-- STORED DATA follows --

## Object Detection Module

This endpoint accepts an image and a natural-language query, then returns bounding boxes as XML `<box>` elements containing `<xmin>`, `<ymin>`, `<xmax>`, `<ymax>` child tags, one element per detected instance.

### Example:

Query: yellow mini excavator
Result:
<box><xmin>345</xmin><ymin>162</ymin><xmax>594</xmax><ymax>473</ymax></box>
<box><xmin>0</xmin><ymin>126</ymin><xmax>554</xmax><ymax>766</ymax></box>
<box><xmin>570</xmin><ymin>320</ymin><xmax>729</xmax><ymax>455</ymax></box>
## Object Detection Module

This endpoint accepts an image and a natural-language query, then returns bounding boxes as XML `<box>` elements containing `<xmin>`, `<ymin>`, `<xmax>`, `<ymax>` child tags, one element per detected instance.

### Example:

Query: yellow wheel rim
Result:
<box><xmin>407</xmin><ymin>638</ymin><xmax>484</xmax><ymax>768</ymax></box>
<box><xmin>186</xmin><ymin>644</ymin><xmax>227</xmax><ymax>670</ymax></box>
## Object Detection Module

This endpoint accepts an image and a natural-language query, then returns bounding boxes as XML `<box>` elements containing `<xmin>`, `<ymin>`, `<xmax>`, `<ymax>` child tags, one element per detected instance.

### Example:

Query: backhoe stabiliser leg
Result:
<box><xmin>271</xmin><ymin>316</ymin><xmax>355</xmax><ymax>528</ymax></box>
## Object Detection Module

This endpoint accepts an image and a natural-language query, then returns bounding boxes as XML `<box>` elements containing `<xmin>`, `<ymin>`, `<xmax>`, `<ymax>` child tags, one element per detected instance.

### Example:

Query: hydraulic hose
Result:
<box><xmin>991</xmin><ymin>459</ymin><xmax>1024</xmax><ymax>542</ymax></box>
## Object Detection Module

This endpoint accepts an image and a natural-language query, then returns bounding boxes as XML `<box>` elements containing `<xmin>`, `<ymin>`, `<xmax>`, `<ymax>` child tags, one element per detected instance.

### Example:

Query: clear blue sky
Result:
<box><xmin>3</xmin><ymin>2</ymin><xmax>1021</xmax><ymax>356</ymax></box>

-- STORED DATA concluded --

» **EXERCISE REQUIREMENTS**
What you return must match the records above exactly, line for line.

» **RESULT OF THIS EXERCISE**
## Object Detection Module

This endpoint accepts an image and a natural-language query, then returns bounding boxes as XML `<box>` elements containing `<xmin>`, `<ymin>`, `<xmax>`, `<ymax>` child tags, one element per detected instance.

### Example:

Query: yellow mini excavator
Result:
<box><xmin>345</xmin><ymin>162</ymin><xmax>594</xmax><ymax>473</ymax></box>
<box><xmin>0</xmin><ymin>126</ymin><xmax>554</xmax><ymax>766</ymax></box>
<box><xmin>570</xmin><ymin>320</ymin><xmax>729</xmax><ymax>455</ymax></box>
## Object Detection Module

This endpoint accepts an image and a natural-language query, then returns bounding boxes as XML `<box>` elements containing `<xmin>`, `<ymin>`, `<xmax>`, `<ymax>` child tags, one element per detected instance.

### Example:

Query: yellow wheel rim
Result:
<box><xmin>407</xmin><ymin>638</ymin><xmax>484</xmax><ymax>768</ymax></box>
<box><xmin>186</xmin><ymin>644</ymin><xmax>227</xmax><ymax>670</ymax></box>
## Object Detection Module

This endpoint accepts an image and a natural-language query, then returns bounding boxes as XML `<box>` elements containing `<xmin>`, `<ymin>`, `<xmax>`, `<ymax>` child tags, one element per detected instance.

### Example:

Query: backhoe stabiliser leg
Result:
<box><xmin>271</xmin><ymin>316</ymin><xmax>355</xmax><ymax>528</ymax></box>
## Object Detection Module

This endpoint accepts an image and a natural-language query, then returns bounding boxes as XML `<box>` elements containing `<xmin>`, `<ymin>`, `<xmax>`, `<ymax>` child tags, one element per detected instance.

### Example:

Query: hydraulic hose
Result:
<box><xmin>991</xmin><ymin>459</ymin><xmax>1024</xmax><ymax>542</ymax></box>
## Object Detection Module

This endpoint accepts an image and a natural-language query, then returns bounding boxes as XML `<box>` elements containing `<xmin>`, `<ymin>`, `<xmax>`, `<ymax>` child tags, one element per detected instance.

### Example:

Query: clear blue sky
Result:
<box><xmin>3</xmin><ymin>2</ymin><xmax>1021</xmax><ymax>356</ymax></box>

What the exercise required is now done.